---------- EXTRACT TO READ

Medical ADP Systems: Defense's Tools and Methodology for Managing CHCS Performance Need Strengthening

AIMD-94-61 July 15, 1994
Full Report (PDF, 48 pages)  

Summary

The Composite Health Care System, an automated medical information system being developed by the Defense Department (DOD), is intended to be the backbone for the military's worldwide medical operations. It is designed to provide medical personnel with instant access to patient information, from medical history to current treatments or vital statistics. As such, the system's performance and response times will be critical. DOD, however, is placing the performance of the system at risk because it has not provided adequate performance measurement and analysis tools or corrected weaknesses in its performance management methodology. Without appropriate performance measurement and analysis tools, DOD cannot diagnose causes of response-time problems or project how workload growth and configuration upgrades will affect system response times. Moreover, DOD's decision not to focus on routine analysis and elimination of extremely long response times can discourage system use. The lack of reliable methodology to plan for reserve capacity has also led to the unnecessary purchase of excess computer processing power. Unless these problems are corrected, DOD risks continuing to replicate and proliferate system performance problems and adding to the costs of deploying the system.

GAO found that: (1) DOD lacks adequate CHCS performance management tools and methodology; (2) DOD performance measurement tools do not collect the data necessary to detect response-time problems, diagnose their causes, and determine their significance; (3) DOD lacks state-of-the-art analysis tools which would help it determine the causes and effects of performance problems; (4) DOD does not effectively use the limited data collected by its performance measurement tools; (5) the DOD methodology for managing CHCS performance is weak and does not require it to perform routine analysis of extremely long response times; (6) users may refrain from using CHCS to its full potential if problems in response times persist; and (7) the DOD method of providing reserve CHCS capacity is unreliable and may result in excessive or deficient reserve capacity, incur unnecessary costs, and result in unsatisfactory system performance.

--------------------
---------- DATASET ENTRIES

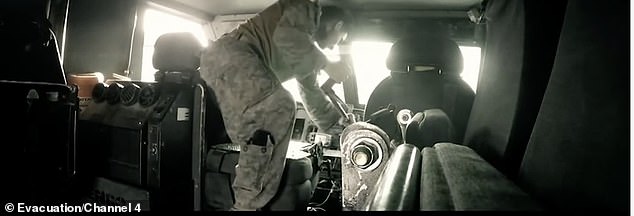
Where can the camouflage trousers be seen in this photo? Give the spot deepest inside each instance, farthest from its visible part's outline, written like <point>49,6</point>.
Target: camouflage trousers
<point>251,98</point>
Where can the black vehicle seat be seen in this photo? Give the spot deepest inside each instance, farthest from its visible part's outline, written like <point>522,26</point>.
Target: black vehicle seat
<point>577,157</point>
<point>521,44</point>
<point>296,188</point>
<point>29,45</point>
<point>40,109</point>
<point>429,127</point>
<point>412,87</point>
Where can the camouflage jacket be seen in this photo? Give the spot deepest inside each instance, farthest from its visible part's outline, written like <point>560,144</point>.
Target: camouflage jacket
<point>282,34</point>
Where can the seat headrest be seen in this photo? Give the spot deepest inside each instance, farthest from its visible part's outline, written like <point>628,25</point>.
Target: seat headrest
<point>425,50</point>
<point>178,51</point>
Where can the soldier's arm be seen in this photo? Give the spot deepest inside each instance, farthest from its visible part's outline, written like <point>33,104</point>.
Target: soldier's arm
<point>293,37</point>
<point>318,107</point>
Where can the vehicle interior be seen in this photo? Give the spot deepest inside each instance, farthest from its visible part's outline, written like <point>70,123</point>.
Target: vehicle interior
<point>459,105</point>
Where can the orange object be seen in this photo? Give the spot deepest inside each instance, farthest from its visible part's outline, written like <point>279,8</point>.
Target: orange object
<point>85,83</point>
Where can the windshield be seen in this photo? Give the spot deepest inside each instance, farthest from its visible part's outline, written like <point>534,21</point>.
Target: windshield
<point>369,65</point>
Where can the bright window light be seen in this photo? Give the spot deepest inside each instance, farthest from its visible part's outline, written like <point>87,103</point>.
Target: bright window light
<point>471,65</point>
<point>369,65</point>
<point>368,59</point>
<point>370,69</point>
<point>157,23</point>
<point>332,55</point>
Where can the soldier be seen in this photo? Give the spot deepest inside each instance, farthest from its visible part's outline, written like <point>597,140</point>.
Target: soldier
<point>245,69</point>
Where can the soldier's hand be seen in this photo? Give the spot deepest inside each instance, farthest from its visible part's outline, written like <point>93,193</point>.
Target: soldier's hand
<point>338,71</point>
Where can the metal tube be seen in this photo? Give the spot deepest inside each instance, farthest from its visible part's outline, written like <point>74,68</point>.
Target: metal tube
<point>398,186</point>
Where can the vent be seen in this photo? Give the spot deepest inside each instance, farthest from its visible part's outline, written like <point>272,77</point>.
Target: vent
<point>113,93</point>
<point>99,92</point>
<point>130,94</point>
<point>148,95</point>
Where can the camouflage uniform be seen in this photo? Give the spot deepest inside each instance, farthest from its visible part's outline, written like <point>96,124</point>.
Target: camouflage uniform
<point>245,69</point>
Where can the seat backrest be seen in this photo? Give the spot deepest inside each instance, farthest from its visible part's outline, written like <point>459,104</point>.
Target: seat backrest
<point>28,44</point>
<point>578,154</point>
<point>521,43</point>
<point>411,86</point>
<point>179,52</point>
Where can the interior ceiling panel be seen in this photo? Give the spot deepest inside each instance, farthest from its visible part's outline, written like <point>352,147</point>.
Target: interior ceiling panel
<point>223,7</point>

--------------------

__PROBLEM SET__:
**a.** According to the report summary, why will the Composite Health Care System's performance and response times be critical?
**b.** Revise the stretch of the report summary from "Medical ADP Systems: Defense's" through "Full Report (PDF, 48 pages)", replacing "Strengthening" with "Improvement".

__SET OF ANSWERS__:
**a.** The system is designed to give medical personnel instant access to patient information, from medical history to current treatments or vital statistics. That makes its performance and response times critical.

**b.**
Medical ADP Systems: Defense's Tools and Methodology for Managing CHCS Performance Need Improvement

AIMD-94-61 July 15, 1994
Full Report (PDF, 48 pages)